— Start of Records to process —
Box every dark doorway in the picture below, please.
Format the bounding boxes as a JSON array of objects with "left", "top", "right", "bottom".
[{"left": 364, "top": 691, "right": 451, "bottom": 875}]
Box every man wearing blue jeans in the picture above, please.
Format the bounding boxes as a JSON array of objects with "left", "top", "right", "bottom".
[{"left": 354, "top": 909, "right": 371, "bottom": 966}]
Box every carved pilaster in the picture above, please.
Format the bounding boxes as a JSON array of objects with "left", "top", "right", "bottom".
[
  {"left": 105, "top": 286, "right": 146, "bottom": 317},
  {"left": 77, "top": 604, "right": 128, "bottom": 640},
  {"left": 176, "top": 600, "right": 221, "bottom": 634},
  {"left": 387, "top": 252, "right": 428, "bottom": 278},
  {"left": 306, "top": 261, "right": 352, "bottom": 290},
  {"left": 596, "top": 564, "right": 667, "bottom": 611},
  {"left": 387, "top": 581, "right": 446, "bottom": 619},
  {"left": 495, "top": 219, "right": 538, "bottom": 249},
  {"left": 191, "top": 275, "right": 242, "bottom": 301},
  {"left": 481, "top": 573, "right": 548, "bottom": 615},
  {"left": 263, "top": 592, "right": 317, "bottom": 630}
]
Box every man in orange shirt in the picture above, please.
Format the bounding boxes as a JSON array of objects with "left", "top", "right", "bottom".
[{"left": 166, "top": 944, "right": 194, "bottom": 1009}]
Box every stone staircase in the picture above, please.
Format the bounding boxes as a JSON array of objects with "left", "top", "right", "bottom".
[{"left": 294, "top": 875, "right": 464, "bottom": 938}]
— End of Records to process —
▸ **The problem**: Starting at the line that contains "Box every stone" and continuing through the end of the data, give those lines as a JSON list of strings, one string per line, with blank lines left out.

▸ **Exercise response**:
[
  "Box every stone staircase in the picture above, please.",
  "Format the bounding boxes as a JSON array of objects with \"left\", \"top\", \"right\", \"bottom\".",
  "[{\"left\": 294, \"top\": 875, \"right\": 464, \"bottom\": 938}]"
]